AIDS awareness programmes, though the need of the hour to keep the deadly virus in check, are also having the unintended effect of creating panic among some participants, who have since started rushing to HIV testing clinics over the faintest of doubts.
One among them is a junior college student who developed a phobia of contracting AIDS after attending an awareness programme at college.
Soon after, he stole Rs3,000 from his mother to get himself tested, as he suspected that his barber had used an unclean shaving razor on him.
After three months, he stole another Rs3,000 for a test, this time to check if any traces of the virus could be found after the window period was over.
Despite both the test showing negative, he remains convinced that he is HIV+.
A curiouser case is that of an HIV counsellor, who, while urging people to take AIDS seriously, ended up fearing the virus so much that he has had himself tested 40 times this year.
Sameer (name changed on request) realised that he suffers from what is known as AIDS phobia, which he became aware of after attending a seminar by Dr Nilesh Shah, head of department of Sion hospital, who spoke of this fear which is a psychological morbidity associated with AIDS.
“He didn’t know about the disorder. He told me that despite being certain that he had not contracted the HIV virus, he felt the compulsion to get himself tested. If his stomach was hurting, he would rush to take a test,” said Dr Shah.
Dr Shah says he gets about a patient every month with this problem. “It is like any other phobia which starts with anxiety, and gradually leads to a preoccupation or obsession about the disease. In later stages, the patient develops hypochondria (fear of having illness), and finally, delusion,” said Dr Shah.

PROVIDED DATA:
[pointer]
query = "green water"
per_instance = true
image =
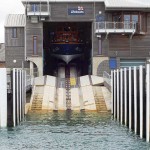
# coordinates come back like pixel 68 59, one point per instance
pixel 70 131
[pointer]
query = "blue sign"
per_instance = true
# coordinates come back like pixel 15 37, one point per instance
pixel 76 11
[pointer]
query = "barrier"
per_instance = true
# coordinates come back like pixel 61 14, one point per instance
pixel 131 99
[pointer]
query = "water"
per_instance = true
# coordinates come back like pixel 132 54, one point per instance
pixel 70 131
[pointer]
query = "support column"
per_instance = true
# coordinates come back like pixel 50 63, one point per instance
pixel 121 96
pixel 14 97
pixel 3 97
pixel 112 92
pixel 135 100
pixel 148 103
pixel 118 98
pixel 125 96
pixel 130 100
pixel 31 69
pixel 115 109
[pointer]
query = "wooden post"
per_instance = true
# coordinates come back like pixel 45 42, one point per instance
pixel 125 95
pixel 121 96
pixel 14 97
pixel 17 94
pixel 135 100
pixel 148 103
pixel 112 92
pixel 141 100
pixel 130 100
pixel 115 95
pixel 3 97
pixel 118 98
pixel 20 95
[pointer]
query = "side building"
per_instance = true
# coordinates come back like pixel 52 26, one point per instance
pixel 115 34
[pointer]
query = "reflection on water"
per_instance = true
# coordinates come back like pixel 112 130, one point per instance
pixel 70 131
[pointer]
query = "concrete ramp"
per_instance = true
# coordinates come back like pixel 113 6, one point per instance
pixel 75 99
pixel 61 99
pixel 43 93
pixel 97 80
pixel 88 98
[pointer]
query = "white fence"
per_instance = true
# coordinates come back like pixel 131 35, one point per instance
pixel 131 98
pixel 17 91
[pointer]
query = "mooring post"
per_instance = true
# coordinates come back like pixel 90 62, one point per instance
pixel 118 98
pixel 125 96
pixel 17 94
pixel 23 92
pixel 148 102
pixel 3 97
pixel 141 100
pixel 135 100
pixel 14 97
pixel 112 92
pixel 115 95
pixel 20 95
pixel 121 96
pixel 130 100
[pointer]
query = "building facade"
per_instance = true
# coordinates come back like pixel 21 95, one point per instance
pixel 116 34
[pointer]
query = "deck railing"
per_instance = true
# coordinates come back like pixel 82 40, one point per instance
pixel 38 10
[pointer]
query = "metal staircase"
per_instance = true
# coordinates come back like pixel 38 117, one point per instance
pixel 37 102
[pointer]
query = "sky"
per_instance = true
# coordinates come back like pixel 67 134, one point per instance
pixel 8 7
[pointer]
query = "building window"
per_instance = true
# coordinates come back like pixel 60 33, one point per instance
pixel 34 45
pixel 112 63
pixel 14 32
pixel 34 7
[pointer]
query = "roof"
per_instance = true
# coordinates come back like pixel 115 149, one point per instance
pixel 24 1
pixel 127 4
pixel 2 52
pixel 108 3
pixel 15 20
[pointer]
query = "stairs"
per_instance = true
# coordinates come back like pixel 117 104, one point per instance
pixel 100 102
pixel 37 102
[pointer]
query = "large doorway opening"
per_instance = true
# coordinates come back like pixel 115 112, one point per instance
pixel 69 41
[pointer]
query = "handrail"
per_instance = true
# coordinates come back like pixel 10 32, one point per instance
pixel 107 78
pixel 115 25
pixel 38 9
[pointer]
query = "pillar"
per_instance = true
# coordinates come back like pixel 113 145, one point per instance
pixel 3 97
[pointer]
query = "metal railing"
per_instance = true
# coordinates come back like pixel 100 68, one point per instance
pixel 107 78
pixel 74 82
pixel 9 82
pixel 115 25
pixel 38 9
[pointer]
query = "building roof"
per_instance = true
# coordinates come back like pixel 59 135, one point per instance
pixel 2 52
pixel 108 3
pixel 15 20
pixel 127 3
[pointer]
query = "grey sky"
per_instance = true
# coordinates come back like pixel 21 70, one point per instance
pixel 8 7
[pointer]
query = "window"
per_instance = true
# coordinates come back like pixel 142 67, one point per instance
pixel 34 7
pixel 34 45
pixel 14 32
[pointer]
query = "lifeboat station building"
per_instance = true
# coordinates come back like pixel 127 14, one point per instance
pixel 113 33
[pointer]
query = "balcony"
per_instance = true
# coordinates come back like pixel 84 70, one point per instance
pixel 115 27
pixel 38 10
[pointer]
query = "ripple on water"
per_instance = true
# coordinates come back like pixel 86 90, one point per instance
pixel 70 131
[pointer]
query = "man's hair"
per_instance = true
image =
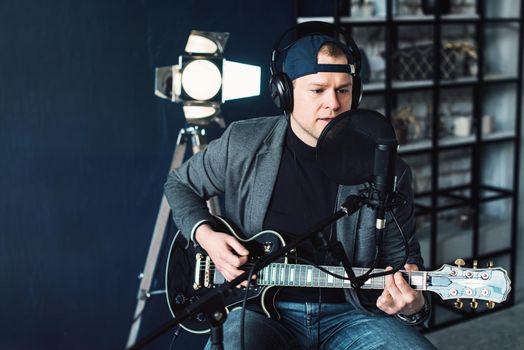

ACTIVITIES:
A – According to the article on AIDS phobia, how many times has the HIV counsellor had himself tested this year?
B – Return the stretch of the article on AIDS phobia from "AIDS awareness programmes, though" through "programme at college.", copied word for word.
None of the data is needed to do what is asked here.

EXERCISE RESULTS:
A – He has had himself tested 40 times this year.

B –
AIDS awareness programmes, though the need of the hour to keep the deadly virus in check, are also having the unintended effect of creating panic among some participants, who have since started rushing to HIV testing clinics over the faintest of doubts.
One among them is a junior college student who developed a phobia of contracting AIDS after attending an awareness programme at college.